Content starts

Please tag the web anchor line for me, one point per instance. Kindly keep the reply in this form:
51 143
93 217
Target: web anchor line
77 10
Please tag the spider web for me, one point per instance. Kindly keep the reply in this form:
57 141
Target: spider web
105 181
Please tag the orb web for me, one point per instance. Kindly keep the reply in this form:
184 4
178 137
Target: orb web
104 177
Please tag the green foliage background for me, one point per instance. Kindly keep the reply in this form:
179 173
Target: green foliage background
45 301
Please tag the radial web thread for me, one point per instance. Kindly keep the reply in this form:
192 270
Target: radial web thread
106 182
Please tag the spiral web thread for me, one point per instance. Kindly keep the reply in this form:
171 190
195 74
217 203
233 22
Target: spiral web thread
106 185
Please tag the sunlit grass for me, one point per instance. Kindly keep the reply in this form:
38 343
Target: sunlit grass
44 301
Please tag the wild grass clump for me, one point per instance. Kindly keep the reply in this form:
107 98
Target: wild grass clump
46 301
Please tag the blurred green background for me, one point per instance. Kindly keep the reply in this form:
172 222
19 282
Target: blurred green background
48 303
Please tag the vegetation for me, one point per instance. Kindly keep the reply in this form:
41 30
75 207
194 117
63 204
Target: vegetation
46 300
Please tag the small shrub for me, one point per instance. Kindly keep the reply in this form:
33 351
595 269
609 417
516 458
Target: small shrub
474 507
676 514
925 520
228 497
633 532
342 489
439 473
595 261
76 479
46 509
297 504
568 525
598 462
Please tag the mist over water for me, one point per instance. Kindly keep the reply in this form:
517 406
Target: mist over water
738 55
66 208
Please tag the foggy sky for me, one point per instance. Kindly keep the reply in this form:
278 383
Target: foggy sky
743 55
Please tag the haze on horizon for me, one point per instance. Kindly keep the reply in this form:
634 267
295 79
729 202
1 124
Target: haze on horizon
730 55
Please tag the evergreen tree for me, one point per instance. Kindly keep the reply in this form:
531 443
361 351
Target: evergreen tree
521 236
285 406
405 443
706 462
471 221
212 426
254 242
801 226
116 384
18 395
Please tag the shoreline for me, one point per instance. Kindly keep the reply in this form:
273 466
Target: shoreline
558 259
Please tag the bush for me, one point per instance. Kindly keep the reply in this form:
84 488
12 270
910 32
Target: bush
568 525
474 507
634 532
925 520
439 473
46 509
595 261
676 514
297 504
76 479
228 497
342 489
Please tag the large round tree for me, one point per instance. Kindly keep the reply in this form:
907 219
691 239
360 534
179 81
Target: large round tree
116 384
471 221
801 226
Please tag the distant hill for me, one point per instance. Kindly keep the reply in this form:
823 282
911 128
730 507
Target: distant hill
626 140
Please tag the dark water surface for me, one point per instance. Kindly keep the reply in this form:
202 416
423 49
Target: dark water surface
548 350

Content ends

**YOUR INSTRUCTIONS**
Restate the records word for word, keeping every line.

**RESPONSE FOR THIS EXERCISE**
Please tag the web anchor line for me, one point per instance. Kindly keep the reply in this form:
51 143
93 217
Target: web anchor line
77 10
Please tag the spider web for me, one point per instance. Kindly keep the reply in this form:
57 141
Target: spider web
105 181
Please tag the orb web for me, one point per instance. Kindly keep the reply in this form:
184 4
178 137
Target: orb web
104 177
Please tag the green foliage background for me, one point per instance. Kindly keep the reply in this form:
179 173
Target: green foliage background
45 301
Please tag the radial web thread for me, one point per instance. Kindly keep the reply in this form:
192 270
Target: radial web thread
106 182
Please tag the spiral web thread for me, one point per instance. Kindly keep the reply in this form:
171 190
195 74
217 203
233 22
Target: spiral web thread
106 185
Please tag the sunlit grass for me, one point per instance. Kindly keep the reply in this form:
38 343
Target: sunlit grass
44 301
Please tag the wild grass clump for me, one point per instance. Kindly keep the reply in this form:
107 98
Target: wild grass clump
46 301
Please tag the blurred green background for me, one point per instance. Kindly keep the reply in this form:
172 222
19 282
Target: blurred green background
48 303
Please tag the vegetation for me, one point per instance. Kindly keep the reply in this form:
41 30
75 207
194 117
63 204
Target: vegetation
46 300
Please tag the small shrub for me, one point per instance. Kindly keep the reply in this form:
33 351
595 269
609 417
516 458
Target: small shrub
474 507
676 514
925 520
228 497
633 532
342 489
439 473
595 261
76 479
46 509
297 504
568 525
598 462
Please tag the mist over water for me, one point per instance. Kindly keep the reply in this form:
517 406
Target: mist over water
738 55
66 208
Please tag the foggy sky for me, one point per instance. Kindly keep the reply in this form:
278 383
Target: foggy sky
743 55
Please tag the haze on horizon for me, one point per instance. Kindly keep the reply in this form:
634 267
295 79
729 202
1 124
Target: haze on horizon
730 55
Please tag the evergreen tree for me, one point per instance. Kindly keep the reply in this form:
531 443
361 351
Target: evergreen tree
521 236
285 406
405 443
706 462
471 221
212 426
254 242
801 226
116 384
18 395
Please tag the shoreline for me, one point per instance. Kindly keep the reply in this form:
273 466
Target: shoreline
558 259
Please tag the bush for me, one point per instance. Kindly keep the reply in this form:
84 488
12 270
910 32
Target: bush
568 525
474 507
634 532
925 520
439 473
46 509
595 261
676 514
297 504
76 479
228 497
342 489
Please tag the large round tree for me, one point per instance. Kindly keep the reply in this form:
907 219
691 239
360 534
179 81
Target: large round tree
116 384
471 221
801 226
Please tag the distant hill for me, one point per instance. Kindly keep the reply in this form:
823 282
911 128
730 507
Target: distant hill
626 140
Please tag the dark water surface for me, one point per instance. Kindly keep the reply in this form:
202 416
423 49
Target: dark water surface
548 350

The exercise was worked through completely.